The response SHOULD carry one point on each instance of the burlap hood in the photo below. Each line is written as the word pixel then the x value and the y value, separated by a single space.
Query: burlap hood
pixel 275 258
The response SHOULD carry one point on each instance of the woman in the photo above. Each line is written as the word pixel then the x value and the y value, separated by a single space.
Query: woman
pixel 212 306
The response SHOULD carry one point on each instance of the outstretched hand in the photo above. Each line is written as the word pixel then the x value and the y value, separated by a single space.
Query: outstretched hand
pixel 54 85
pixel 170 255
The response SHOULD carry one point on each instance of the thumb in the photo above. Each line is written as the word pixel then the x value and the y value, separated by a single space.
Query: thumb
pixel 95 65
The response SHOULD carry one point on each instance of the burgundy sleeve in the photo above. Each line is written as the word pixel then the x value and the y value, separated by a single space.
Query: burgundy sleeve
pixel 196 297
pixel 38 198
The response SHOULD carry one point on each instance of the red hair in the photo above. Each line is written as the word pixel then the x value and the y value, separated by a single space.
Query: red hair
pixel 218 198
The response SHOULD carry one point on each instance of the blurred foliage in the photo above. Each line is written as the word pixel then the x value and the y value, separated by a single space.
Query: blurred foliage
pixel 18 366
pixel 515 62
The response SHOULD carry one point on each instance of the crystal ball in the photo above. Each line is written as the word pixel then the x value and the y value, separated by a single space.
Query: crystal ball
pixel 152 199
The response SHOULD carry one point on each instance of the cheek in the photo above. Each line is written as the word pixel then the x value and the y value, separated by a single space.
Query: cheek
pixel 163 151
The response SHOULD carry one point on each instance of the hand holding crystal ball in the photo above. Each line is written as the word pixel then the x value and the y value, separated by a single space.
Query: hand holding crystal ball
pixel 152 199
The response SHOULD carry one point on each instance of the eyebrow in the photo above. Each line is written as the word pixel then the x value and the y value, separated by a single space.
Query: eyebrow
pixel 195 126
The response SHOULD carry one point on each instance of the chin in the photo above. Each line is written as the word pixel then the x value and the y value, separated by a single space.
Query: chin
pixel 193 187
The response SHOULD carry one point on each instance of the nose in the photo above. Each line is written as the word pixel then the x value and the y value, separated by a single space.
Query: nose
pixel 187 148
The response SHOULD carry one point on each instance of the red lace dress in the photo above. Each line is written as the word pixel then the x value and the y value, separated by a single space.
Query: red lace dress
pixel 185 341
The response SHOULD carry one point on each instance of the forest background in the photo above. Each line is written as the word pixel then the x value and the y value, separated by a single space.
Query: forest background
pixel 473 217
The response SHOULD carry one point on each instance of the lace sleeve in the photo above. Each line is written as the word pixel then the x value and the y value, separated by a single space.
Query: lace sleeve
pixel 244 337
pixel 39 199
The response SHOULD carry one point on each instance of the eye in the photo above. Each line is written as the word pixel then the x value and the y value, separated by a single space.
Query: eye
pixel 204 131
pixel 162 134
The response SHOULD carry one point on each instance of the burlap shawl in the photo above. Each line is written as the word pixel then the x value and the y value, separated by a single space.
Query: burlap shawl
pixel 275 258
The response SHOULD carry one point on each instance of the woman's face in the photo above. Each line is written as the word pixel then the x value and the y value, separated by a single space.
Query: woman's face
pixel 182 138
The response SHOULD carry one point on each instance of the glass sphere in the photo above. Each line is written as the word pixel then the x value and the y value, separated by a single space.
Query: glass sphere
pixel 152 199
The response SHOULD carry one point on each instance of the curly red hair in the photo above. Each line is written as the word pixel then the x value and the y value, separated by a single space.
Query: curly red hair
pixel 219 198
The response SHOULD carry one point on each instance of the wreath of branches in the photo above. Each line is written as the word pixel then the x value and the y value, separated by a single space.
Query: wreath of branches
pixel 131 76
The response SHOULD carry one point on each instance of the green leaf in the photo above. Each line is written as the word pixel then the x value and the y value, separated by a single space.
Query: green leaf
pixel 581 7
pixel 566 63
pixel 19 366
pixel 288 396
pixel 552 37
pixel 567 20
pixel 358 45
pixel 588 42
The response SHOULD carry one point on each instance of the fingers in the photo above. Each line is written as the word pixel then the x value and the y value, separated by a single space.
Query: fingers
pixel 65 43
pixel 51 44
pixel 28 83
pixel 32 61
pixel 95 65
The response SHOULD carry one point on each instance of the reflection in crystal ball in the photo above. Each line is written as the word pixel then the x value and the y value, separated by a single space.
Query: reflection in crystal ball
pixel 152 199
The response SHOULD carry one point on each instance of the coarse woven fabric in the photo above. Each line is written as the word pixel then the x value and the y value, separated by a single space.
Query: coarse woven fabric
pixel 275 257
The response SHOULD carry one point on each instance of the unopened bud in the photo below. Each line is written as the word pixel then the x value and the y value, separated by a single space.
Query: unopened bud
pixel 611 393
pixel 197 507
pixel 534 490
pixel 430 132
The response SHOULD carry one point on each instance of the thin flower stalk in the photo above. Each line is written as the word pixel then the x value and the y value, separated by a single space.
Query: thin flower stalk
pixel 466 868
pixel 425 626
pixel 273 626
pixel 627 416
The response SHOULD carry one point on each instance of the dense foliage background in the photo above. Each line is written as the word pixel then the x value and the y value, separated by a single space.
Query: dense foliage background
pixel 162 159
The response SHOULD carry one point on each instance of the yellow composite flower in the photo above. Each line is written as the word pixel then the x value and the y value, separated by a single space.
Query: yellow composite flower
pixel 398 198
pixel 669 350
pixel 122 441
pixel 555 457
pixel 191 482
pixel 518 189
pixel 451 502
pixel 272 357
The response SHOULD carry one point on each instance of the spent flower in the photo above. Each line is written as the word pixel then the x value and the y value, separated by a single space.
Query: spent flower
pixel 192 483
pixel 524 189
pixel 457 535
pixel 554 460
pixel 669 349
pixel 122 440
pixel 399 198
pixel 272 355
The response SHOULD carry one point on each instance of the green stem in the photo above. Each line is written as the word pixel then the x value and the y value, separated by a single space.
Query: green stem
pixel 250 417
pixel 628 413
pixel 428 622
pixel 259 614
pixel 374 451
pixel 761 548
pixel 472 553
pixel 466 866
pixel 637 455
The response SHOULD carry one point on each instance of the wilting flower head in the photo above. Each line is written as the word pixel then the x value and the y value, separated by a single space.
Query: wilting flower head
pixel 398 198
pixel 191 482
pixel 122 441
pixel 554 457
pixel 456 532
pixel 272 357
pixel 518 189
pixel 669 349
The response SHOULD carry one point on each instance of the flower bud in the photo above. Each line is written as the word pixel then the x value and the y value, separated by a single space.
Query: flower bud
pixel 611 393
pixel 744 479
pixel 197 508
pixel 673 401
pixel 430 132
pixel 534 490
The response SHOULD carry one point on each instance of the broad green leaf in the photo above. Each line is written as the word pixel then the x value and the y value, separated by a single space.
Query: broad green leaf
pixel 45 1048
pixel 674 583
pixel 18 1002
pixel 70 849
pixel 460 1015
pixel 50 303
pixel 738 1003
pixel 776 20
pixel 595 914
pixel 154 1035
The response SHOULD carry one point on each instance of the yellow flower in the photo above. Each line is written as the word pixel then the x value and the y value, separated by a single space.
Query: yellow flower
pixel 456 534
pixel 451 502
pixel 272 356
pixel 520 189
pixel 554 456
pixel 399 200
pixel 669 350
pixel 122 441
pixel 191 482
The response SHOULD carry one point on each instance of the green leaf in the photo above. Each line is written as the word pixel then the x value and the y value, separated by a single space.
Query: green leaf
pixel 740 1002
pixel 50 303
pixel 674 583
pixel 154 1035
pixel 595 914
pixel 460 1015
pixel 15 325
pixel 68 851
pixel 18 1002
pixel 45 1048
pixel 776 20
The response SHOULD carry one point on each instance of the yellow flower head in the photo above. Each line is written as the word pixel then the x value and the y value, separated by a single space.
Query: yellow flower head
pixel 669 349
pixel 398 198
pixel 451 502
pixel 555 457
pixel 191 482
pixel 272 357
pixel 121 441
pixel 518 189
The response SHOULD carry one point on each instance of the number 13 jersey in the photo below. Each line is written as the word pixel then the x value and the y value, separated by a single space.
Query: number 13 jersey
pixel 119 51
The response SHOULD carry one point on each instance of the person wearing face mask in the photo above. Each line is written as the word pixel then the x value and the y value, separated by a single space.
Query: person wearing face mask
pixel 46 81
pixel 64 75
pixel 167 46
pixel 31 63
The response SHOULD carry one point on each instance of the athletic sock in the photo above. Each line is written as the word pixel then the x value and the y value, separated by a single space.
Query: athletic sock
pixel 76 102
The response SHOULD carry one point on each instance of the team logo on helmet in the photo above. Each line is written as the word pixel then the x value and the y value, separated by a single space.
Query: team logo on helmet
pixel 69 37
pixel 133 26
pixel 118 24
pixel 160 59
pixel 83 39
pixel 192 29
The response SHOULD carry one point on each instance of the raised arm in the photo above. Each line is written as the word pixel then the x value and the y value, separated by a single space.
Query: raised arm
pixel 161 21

════

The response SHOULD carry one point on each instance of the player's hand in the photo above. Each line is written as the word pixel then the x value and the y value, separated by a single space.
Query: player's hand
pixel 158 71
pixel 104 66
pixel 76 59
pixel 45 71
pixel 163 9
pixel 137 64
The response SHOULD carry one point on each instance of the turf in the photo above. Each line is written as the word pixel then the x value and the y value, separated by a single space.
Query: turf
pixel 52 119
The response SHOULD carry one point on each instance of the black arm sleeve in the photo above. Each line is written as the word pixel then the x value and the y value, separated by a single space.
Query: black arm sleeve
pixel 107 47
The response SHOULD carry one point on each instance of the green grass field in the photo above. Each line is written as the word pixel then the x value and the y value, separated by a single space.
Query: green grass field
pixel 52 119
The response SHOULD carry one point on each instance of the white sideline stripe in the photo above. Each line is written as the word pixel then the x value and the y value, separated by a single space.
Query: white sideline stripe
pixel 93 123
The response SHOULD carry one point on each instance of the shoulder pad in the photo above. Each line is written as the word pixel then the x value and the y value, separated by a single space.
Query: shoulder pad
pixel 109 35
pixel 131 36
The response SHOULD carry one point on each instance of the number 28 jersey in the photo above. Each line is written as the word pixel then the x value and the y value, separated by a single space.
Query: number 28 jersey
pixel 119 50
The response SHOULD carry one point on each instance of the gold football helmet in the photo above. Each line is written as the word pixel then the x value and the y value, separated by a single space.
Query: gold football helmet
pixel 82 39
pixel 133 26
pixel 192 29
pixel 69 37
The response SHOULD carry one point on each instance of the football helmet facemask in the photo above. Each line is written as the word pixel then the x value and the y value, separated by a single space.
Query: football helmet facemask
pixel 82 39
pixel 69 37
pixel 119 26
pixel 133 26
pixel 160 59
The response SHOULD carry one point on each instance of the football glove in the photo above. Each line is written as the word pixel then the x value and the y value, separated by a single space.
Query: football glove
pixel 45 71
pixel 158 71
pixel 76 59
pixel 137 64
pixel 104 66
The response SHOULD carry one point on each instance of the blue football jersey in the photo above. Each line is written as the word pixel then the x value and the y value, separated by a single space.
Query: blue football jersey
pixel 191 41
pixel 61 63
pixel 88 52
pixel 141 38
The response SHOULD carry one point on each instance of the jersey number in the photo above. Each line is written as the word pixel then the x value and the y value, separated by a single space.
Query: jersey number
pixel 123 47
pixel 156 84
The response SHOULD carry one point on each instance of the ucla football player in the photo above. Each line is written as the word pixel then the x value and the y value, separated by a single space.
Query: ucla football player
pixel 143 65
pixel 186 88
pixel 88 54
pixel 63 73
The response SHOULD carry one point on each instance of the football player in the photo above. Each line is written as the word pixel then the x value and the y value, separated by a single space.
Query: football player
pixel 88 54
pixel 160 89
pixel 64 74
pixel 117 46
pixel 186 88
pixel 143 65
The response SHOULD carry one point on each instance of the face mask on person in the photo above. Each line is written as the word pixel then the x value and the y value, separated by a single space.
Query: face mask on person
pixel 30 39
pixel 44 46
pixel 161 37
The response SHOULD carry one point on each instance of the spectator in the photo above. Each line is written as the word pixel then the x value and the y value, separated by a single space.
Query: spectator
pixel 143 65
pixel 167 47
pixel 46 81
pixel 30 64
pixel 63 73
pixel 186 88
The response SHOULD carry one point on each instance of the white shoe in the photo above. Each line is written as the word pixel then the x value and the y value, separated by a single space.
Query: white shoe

════

= Instructions to follow =
Copy out the items from the line that has "yellow flower in" through the line that has "pixel 119 51", swapping "instance" for "occurrence" and leaving everything else unchanged. Return only those lines.

= Right answer =
The response SHOULD carry one point on each occurrence of the yellow flower in the photo above. Each line is written as the word pixel then the x value and the y value, separated by a single space.
Query: yellow flower
pixel 456 534
pixel 451 502
pixel 272 356
pixel 520 189
pixel 554 456
pixel 399 200
pixel 669 350
pixel 122 441
pixel 191 482
The response SHOULD carry one point on each occurrence of the green leaf in the photo above. Each line is written as the word pixel then the x value and the y value, separated by a single space.
Query: green leaf
pixel 740 1002
pixel 50 303
pixel 674 583
pixel 154 1035
pixel 595 914
pixel 460 1015
pixel 15 325
pixel 68 851
pixel 18 1002
pixel 45 1048
pixel 776 20
The response SHOULD carry one point on each occurrence of the yellow flower head in the photo above. Each line is written as the word pixel then the x value and the y value, separated by a single space.
Query: yellow flower head
pixel 669 349
pixel 398 198
pixel 451 502
pixel 555 457
pixel 191 482
pixel 272 357
pixel 121 441
pixel 518 189
The response SHOULD carry one point on each occurrence of the number 13 jersey in the photo below. Each line is written as the word pixel then the x value and the y value, separated by a single space.
Query: number 13 jersey
pixel 119 51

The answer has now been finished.